_Extract provided:_
-*-

Wednesday, April 4, 2007

"Do A Little Dance..."

My sister has a unique outgoing message on her voicemail system. On it, she says:

"Hi this is Julie. At the tone, please do a dance."

Last night, she was telling me about a unique message that was left on her voicemail system from GoDaddy. Julie has a website that is hosted by GoDaddy and a CSR called her a couple days ago to check in on her to see if she had any questions or concerns with their service. Pretty nice customer service, right? But here's the kicker: the CSR left the best message for Julie. He said:

"Do-do-do-do-do-do....Oh, sorry, I was just dancing. Hi Julie this is [I forget his name] from We just want to check in and see if you have any questions...."

Julie played it for me yesterday. The CSR actually sang to her on the message. Not creepily, but in a fun way. He made a personal connection with Julie. After she played the message for me, I asked her, "From now on, when you have to host a website, where will you go?"

Of course, she replied, "GoDaddy".

Even when I asked her if the cost was twice or three times more expensive than another service, she replied that she would go to GoDaddy. That company has always provided great customer service and this episode shows that the tradition continues.

What a great marketing tool by GoDaddy: great employees. By investing in people with personalities and encouraging them to take their time on a call (as opposed to a company like Sprint who has a company-wide policy of getting each call to hang up before seven minutes), they not only manage to keep their valuable existing customer-base, but also find countless new customers. Think about it: Julie told me about the message, and now you're reading about it on a syndicated blog. I'm sure she told more people about this unique message and provided a personal referral. For free.

Tuesday, April 3, 2007

If at first you don't succeed...

Good Morning. I woke up this morning with an email in my Gmail account. It was the same email that I've received every other day for the past month. It was from Joseph A. Bank's Clothing store, wanting me to check out their new deal or sale or something. Whatever it was, after the first email, I realized that it wasn't something I cared about, so I've just deleted all the other emails as they've arrived.

Here's the kicker: I'm about to buy a suit. Maybe two. Will I buy them from Jos A Bank? No way. Here's why:

1) They continued to bombard me with marketing messages, even after they didn't convert me to a sale with five (or ten) emails.

-*-

_Recorded information:_
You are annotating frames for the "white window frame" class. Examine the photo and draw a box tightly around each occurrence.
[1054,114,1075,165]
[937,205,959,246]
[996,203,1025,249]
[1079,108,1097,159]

-*-

_What to work on:_
1. Can you shorten the paragraph of the blog excerpt that begins "What a great marketing tool by GoDaddy" into a bulleted list that keeps its main facts?
2. How would you continue the blog excerpt from where it stops?

_Answers to the exercise:_
1.
- GoDaddy's great employees work as a marketing tool.
- The company invests in people with personalities and encourages them to take their time on calls. Sprint, by contrast, has a company-wide policy of ending each call before seven minutes.
- This approach keeps valuable existing customers and brings in countless new ones.
- Julie told the writer about the message, and readers are now seeing it on a syndicated blog.
- She has likely told others too, giving GoDaddy a personal referral for free.

2.
2) I think it's annoying and spammy to send me as many emails as they possibly can. It's akin to throwing a bunch of stuff against the wall to see what sticks.

So the wonderful marketing folks over at Joseph A Bank has actually helped the company take a step back in my eyes. Where I would've made my first stop at their store to buy my suits, I now will not even consider stopping by.

Here's what I would've done differently:

1) I would've segmented their email list so that the email I received was more relevant to me (they were advertising winter top coats and low-quality, cheap suits). Based on my purchases at their store, they should see that I buy a lot of shirts and sweaters from them -- those are the deals they should've served me.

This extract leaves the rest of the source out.